While reading through the material below, copy each line that holds the word "every".

——————————

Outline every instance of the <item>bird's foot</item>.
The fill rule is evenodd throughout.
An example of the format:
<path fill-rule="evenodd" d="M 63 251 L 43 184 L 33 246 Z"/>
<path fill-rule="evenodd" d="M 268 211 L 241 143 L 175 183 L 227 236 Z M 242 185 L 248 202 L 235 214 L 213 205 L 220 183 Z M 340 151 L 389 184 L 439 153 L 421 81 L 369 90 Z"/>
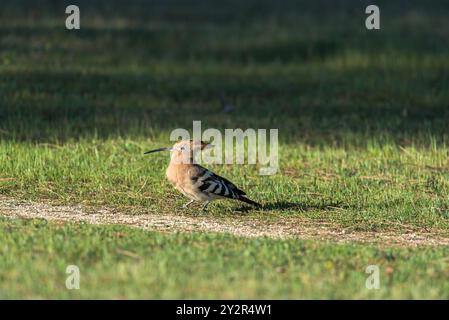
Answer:
<path fill-rule="evenodd" d="M 209 205 L 209 203 L 210 203 L 210 201 L 206 201 L 206 203 L 204 204 L 203 210 L 202 210 L 203 214 L 207 213 L 207 206 Z"/>
<path fill-rule="evenodd" d="M 186 209 L 194 200 L 190 200 L 189 202 L 187 202 L 186 204 L 184 204 L 182 206 L 183 209 Z"/>

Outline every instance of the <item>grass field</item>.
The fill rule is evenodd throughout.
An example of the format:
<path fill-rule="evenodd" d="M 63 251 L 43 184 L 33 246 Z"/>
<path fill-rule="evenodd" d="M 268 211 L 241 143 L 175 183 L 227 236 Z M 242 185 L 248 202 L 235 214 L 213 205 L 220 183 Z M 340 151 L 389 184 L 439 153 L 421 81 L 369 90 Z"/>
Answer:
<path fill-rule="evenodd" d="M 211 167 L 265 208 L 214 203 L 212 218 L 449 237 L 445 1 L 376 1 L 379 31 L 367 1 L 78 1 L 77 31 L 67 4 L 0 4 L 1 196 L 194 217 L 165 181 L 168 155 L 143 152 L 201 120 L 279 129 L 277 175 Z M 442 246 L 0 229 L 1 298 L 449 298 Z M 67 264 L 81 290 L 65 288 Z M 369 264 L 380 290 L 365 288 Z"/>
<path fill-rule="evenodd" d="M 9 248 L 0 298 L 449 298 L 447 247 L 379 250 L 42 221 L 0 226 Z M 74 262 L 80 290 L 67 290 L 65 268 Z M 379 290 L 365 288 L 372 263 L 381 270 Z"/>

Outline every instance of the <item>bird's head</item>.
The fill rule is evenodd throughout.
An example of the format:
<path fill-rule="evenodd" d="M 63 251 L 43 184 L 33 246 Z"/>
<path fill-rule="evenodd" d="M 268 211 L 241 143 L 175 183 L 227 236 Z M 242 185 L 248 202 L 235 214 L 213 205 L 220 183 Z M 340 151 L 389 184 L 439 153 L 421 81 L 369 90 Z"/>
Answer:
<path fill-rule="evenodd" d="M 213 147 L 213 145 L 200 140 L 181 140 L 176 142 L 171 148 L 158 148 L 147 151 L 145 154 L 159 151 L 170 151 L 171 161 L 176 163 L 193 163 L 193 159 L 198 152 L 210 147 Z"/>

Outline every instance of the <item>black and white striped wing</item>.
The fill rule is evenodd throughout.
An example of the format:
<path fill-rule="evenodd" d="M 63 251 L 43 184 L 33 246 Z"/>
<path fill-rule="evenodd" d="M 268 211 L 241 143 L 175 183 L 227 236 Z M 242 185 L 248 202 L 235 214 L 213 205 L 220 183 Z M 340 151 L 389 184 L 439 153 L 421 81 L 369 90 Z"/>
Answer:
<path fill-rule="evenodd" d="M 245 192 L 237 188 L 231 181 L 207 169 L 197 176 L 195 185 L 201 192 L 224 198 L 239 199 L 240 196 L 245 195 Z"/>

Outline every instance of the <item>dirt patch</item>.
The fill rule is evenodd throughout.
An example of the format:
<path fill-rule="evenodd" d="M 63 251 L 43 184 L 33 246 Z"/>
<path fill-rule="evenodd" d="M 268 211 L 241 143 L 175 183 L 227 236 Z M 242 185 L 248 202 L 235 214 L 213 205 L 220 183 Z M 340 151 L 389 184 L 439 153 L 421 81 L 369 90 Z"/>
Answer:
<path fill-rule="evenodd" d="M 217 217 L 126 214 L 110 208 L 54 206 L 30 201 L 0 198 L 0 215 L 16 218 L 42 218 L 50 221 L 86 222 L 90 224 L 121 224 L 163 232 L 218 232 L 239 237 L 269 237 L 275 239 L 325 240 L 332 242 L 364 242 L 381 246 L 449 245 L 449 237 L 430 232 L 407 233 L 358 232 L 311 219 L 282 218 L 260 221 L 254 217 Z"/>

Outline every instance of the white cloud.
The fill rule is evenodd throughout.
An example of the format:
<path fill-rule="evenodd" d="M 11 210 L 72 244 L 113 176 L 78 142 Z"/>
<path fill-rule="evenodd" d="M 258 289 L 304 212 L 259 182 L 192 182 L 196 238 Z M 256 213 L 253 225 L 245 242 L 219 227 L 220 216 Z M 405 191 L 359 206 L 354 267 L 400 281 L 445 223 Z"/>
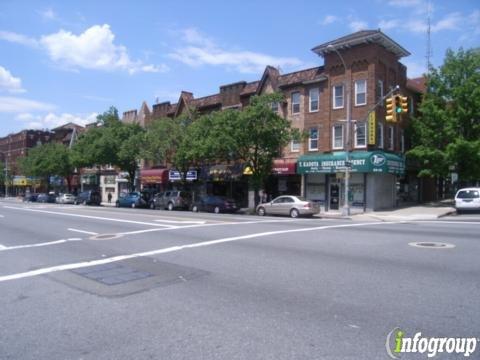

——————————

- [Answer for this exercise]
Outline every instance of the <item>bird's foot</item>.
Outline every instance of the <item>grass field</item>.
Outline every instance of the <item>bird's head</item>.
Outline every instance of the <item>black and white striped wing</item>.
Outline every instance of the <item>dirt patch</item>.
Outline every instance of the white cloud.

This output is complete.